* Aim
Rewrite the listing below, switching every "even-odd" to "nonzero" and leaving everything else unchanged.

* Dataset rows
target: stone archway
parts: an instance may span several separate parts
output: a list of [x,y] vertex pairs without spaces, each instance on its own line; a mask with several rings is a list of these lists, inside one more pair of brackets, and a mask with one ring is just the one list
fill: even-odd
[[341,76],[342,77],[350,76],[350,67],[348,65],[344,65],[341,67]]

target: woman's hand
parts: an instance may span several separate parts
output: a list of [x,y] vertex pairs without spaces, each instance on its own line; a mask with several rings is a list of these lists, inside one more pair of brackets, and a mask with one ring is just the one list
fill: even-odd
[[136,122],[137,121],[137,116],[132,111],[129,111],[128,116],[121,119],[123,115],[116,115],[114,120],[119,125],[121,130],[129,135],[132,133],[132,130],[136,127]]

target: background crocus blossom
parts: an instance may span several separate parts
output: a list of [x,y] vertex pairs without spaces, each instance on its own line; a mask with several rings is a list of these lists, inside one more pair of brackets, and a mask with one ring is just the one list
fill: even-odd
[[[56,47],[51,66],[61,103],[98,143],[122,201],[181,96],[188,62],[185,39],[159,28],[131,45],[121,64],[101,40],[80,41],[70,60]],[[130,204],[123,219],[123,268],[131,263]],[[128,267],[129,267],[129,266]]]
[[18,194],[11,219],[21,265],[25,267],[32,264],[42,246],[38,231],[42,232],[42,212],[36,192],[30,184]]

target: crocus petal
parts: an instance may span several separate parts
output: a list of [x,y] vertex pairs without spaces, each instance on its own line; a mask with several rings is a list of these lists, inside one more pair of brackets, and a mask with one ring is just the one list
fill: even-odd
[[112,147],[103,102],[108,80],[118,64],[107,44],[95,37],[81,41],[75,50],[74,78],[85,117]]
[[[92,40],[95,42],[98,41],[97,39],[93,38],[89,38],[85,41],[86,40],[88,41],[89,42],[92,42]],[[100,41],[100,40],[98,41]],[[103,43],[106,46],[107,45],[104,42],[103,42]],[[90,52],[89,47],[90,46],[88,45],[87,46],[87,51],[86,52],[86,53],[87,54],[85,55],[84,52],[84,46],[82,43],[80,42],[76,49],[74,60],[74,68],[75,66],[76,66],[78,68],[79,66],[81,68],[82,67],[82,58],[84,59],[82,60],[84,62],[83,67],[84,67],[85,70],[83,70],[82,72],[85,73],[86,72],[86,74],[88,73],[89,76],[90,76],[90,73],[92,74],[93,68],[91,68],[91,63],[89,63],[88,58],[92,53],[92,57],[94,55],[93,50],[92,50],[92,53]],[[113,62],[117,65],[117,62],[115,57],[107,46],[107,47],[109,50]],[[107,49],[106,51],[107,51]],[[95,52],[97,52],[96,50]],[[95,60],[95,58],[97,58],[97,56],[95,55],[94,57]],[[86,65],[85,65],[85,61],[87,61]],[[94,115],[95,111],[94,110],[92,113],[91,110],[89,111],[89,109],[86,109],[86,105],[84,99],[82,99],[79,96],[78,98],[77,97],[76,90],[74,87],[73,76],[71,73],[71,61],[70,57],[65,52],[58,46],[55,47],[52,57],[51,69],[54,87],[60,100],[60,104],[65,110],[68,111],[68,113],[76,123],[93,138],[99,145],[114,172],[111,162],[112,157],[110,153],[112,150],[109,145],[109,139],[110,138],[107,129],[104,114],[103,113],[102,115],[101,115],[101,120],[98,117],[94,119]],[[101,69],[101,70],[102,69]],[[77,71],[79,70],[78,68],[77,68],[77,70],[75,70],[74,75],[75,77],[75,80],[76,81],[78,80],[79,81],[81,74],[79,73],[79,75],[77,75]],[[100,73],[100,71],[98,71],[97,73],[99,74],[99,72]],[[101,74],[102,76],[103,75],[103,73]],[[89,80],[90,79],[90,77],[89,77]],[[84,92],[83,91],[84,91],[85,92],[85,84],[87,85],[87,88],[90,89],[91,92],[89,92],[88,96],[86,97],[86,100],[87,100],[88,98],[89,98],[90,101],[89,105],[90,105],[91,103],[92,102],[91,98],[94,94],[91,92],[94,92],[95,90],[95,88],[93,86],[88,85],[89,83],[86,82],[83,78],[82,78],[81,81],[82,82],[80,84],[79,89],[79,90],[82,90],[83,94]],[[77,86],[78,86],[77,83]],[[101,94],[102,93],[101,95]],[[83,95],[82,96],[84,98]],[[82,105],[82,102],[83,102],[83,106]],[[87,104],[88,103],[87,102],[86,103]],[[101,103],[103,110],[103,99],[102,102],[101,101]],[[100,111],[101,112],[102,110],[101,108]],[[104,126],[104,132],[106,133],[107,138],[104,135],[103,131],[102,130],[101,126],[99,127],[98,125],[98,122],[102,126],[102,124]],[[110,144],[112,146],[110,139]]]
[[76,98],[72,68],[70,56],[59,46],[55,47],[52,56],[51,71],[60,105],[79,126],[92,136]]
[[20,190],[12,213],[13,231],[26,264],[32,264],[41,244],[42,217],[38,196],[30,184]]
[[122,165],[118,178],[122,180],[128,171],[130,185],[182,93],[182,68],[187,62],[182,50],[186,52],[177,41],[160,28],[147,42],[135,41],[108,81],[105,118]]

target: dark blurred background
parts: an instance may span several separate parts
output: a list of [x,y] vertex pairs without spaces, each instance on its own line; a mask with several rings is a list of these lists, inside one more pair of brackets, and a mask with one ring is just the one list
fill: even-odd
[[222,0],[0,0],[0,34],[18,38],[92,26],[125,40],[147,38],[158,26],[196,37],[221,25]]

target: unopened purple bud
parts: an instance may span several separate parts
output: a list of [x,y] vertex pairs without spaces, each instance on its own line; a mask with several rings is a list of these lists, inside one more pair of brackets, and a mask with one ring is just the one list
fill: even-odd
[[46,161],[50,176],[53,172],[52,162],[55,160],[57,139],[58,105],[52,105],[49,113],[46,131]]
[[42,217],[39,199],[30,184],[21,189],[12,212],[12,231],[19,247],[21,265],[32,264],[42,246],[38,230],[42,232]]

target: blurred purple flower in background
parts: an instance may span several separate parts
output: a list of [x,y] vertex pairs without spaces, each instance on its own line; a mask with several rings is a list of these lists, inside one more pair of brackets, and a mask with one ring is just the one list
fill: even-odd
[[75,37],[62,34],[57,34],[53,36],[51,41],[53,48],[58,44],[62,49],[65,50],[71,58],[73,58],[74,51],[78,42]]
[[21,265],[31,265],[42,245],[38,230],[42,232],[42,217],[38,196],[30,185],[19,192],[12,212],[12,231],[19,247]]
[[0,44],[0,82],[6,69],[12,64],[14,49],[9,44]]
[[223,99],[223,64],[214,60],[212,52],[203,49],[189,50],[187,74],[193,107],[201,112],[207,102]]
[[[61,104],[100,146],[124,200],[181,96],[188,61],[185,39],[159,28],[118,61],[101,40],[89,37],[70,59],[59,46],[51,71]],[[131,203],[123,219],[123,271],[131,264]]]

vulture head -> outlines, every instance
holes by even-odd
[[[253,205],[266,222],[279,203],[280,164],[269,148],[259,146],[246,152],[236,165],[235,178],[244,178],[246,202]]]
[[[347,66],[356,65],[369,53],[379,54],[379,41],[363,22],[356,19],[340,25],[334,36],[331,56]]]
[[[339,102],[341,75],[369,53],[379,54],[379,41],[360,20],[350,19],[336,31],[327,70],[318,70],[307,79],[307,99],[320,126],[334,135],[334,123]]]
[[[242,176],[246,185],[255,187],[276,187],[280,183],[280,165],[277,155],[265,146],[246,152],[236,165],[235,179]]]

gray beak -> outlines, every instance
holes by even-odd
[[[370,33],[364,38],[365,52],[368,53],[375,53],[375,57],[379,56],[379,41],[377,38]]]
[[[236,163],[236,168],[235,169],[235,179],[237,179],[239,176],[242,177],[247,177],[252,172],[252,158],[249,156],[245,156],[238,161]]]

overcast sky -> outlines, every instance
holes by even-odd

* Complete answer
target: stone archway
parts: an instance may span several separate parts
output: a list of [x,y] vertex pairs without spaces, each instance on its own line; a mask with several rings is a list of these lists, inside one more pair of brackets, and a mask with one ring is just the one list
fill: nonzero
[[341,76],[342,77],[350,76],[350,67],[348,65],[344,65],[341,67]]

target: woman's hand
parts: an instance may span several separate parts
output: a list of [x,y] vertex pairs without spaces, each instance on its own line; a mask with several rings is a list of these lists, inside one more pair of brackets, and a mask with one ring is just the one list
fill: nonzero
[[136,122],[137,121],[137,116],[132,111],[129,111],[128,116],[121,119],[123,115],[116,115],[114,120],[119,125],[121,130],[129,135],[132,133],[132,130],[136,127]]

target: background crocus blossom
parts: an instance may span several separate parts
output: a list of [x,y] vertex pairs without spaces, each instance on its own line; a mask with several rings is a list of these lists, inside one more pair of brackets, and a mask with one ring is just the one list
fill: nonzero
[[[56,47],[51,66],[61,103],[98,143],[122,201],[181,96],[188,62],[185,39],[159,28],[131,45],[121,64],[101,40],[80,41],[70,60]],[[130,204],[123,219],[123,268],[131,263]],[[128,267],[129,267],[129,266]]]
[[18,194],[11,219],[21,265],[25,267],[32,264],[42,246],[38,231],[42,232],[42,212],[36,192],[30,184]]

target: crocus petal
parts: an instance may span several separate parts
output: a list of [x,y] vertex pairs without spaces, each instance on its own line; a mask with several rings is a list of these lists, inside one more pair of brackets, and a mask with one ring is just the one list
fill: nonzero
[[112,147],[103,102],[108,80],[118,64],[107,44],[95,37],[81,41],[75,50],[74,78],[85,117]]
[[[92,40],[95,42],[98,41],[97,39],[93,38],[89,38],[85,41],[86,40],[88,41],[89,42],[92,42]],[[100,41],[100,40],[98,41]],[[103,43],[106,46],[107,45],[104,42],[103,42]],[[90,52],[89,47],[90,46],[88,45],[87,46],[87,51],[86,52],[86,53],[87,54],[85,55],[84,52],[84,46],[82,43],[80,42],[76,49],[74,60],[74,68],[75,66],[76,66],[78,68],[79,66],[81,68],[82,67],[82,58],[84,59],[82,60],[84,62],[83,67],[84,67],[85,70],[83,70],[82,72],[85,73],[86,72],[86,74],[88,73],[89,76],[90,76],[90,73],[92,74],[93,68],[91,68],[91,63],[89,63],[88,58],[92,53],[92,57],[94,55],[93,50],[92,50],[92,53]],[[113,62],[117,65],[117,62],[115,57],[107,46],[107,47],[109,50]],[[107,49],[106,51],[107,51]],[[95,52],[97,52],[96,50]],[[95,60],[95,58],[97,58],[97,56],[95,55],[94,57]],[[86,65],[85,65],[85,61],[87,61]],[[94,115],[95,111],[94,110],[92,113],[91,110],[89,111],[89,109],[86,109],[86,105],[84,99],[82,99],[79,96],[78,98],[77,97],[76,90],[74,87],[73,76],[71,73],[71,61],[70,57],[65,52],[58,46],[55,47],[52,57],[51,69],[54,87],[60,100],[60,104],[65,110],[68,111],[68,113],[76,123],[93,138],[99,145],[114,172],[111,162],[112,157],[110,153],[112,150],[109,145],[109,139],[110,138],[107,129],[104,114],[103,113],[102,115],[101,115],[101,120],[98,117],[94,119]],[[101,69],[101,70],[102,69]],[[77,71],[79,70],[78,68],[77,68],[77,70],[75,70],[74,75],[75,77],[75,80],[76,81],[78,80],[79,81],[81,74],[79,73],[79,75],[77,75]],[[100,73],[100,71],[98,71],[97,73],[99,74],[99,72]],[[101,74],[102,76],[103,75],[103,73]],[[89,80],[90,79],[90,77],[89,77]],[[84,92],[83,91],[84,91],[85,92],[85,84],[87,85],[87,88],[90,89],[91,92],[89,92],[88,96],[86,97],[86,100],[87,100],[88,98],[89,98],[90,101],[89,105],[90,105],[91,103],[92,102],[91,98],[94,94],[91,92],[94,92],[95,90],[95,88],[93,86],[88,85],[89,83],[86,82],[83,78],[82,78],[81,81],[82,82],[80,84],[79,89],[79,90],[82,90],[83,94]],[[77,86],[78,86],[77,83]],[[101,94],[102,93],[101,95]],[[83,95],[82,96],[84,98]],[[82,105],[82,102],[83,102],[83,106]],[[87,104],[88,103],[87,102],[86,103]],[[101,103],[103,110],[103,99],[102,102],[101,101]],[[100,111],[101,112],[102,110],[101,108]],[[104,126],[104,132],[106,133],[107,138],[104,135],[103,131],[102,130],[101,126],[99,127],[98,125],[98,122],[102,126],[102,124]],[[110,144],[112,146],[110,139]]]
[[76,98],[72,68],[70,56],[59,46],[55,47],[52,56],[51,71],[60,105],[79,126],[92,136]]
[[20,190],[12,213],[13,231],[26,264],[32,264],[41,244],[42,217],[38,196],[30,184]]
[[122,165],[118,178],[122,180],[128,171],[130,185],[182,93],[182,68],[187,62],[182,50],[186,52],[177,41],[160,28],[147,42],[135,41],[108,81],[105,118]]

target: dark blurred background
parts: an instance may span several separate parts
output: a list of [x,y] vertex pairs without spaces, each instance on its own line; a mask with several rings is a list of these lists, inside one more pair of brackets, and a mask with one ring is just the one list
fill: nonzero
[[222,0],[0,0],[0,34],[18,38],[92,26],[125,40],[147,38],[158,26],[196,37],[221,25]]

target: unopened purple bud
parts: an instance may span several separate parts
output: a list of [x,y] vertex pairs without spaces, each instance on its own line; a mask with several rings is a list of these lists, inside one more pair of brackets, and a mask with one ring is just the one list
fill: nonzero
[[46,161],[50,176],[53,172],[52,162],[55,160],[57,139],[58,105],[52,105],[49,113],[46,131]]
[[42,217],[39,199],[30,184],[21,189],[12,212],[12,231],[19,247],[21,265],[32,264],[42,246],[38,230],[42,232]]

target: blurred purple flower in background
parts: an instance may span several separate parts
output: a list of [x,y] vertex pairs without spaces, each instance on its own line; a mask with several rings is a list of these lists, inside one more pair of brackets, and a mask with one ring is just the one list
fill: nonzero
[[75,37],[62,34],[57,34],[53,36],[51,41],[53,48],[58,44],[62,49],[65,50],[71,58],[73,58],[74,51],[78,42]]
[[21,265],[31,265],[42,245],[38,230],[42,232],[42,217],[38,196],[30,185],[19,192],[12,212],[12,231],[19,247]]
[[0,44],[0,82],[6,69],[12,64],[14,49],[9,44]]
[[223,99],[223,64],[214,60],[212,52],[203,49],[189,50],[187,74],[193,107],[201,112],[207,102]]
[[[61,104],[100,146],[124,200],[181,96],[188,61],[185,39],[159,28],[118,61],[101,40],[89,37],[70,59],[59,46],[51,71]],[[131,203],[123,219],[123,271],[131,264]]]

vulture head -> outlines, every instance
holes by nonzero
[[[253,205],[266,222],[279,203],[280,164],[269,148],[259,146],[246,152],[236,165],[235,178],[244,178],[246,202]]]
[[[347,66],[356,65],[369,53],[379,54],[379,41],[363,22],[356,19],[340,25],[334,36],[331,56]]]
[[[339,102],[341,75],[369,53],[379,54],[379,41],[360,20],[350,19],[336,31],[327,70],[318,70],[307,79],[307,99],[320,126],[334,135],[334,123]]]
[[[242,176],[246,185],[255,187],[276,187],[280,183],[280,165],[277,155],[265,146],[246,152],[236,165],[235,179]]]

gray beak -> outlines, every instance
holes by nonzero
[[[370,33],[364,38],[365,52],[368,53],[375,53],[375,57],[379,56],[379,41],[377,38]]]
[[[236,163],[236,168],[235,169],[235,179],[237,179],[239,176],[242,177],[247,177],[252,172],[252,158],[249,156],[245,156],[238,161]]]

overcast sky -> outlines, every instance
holes by nonzero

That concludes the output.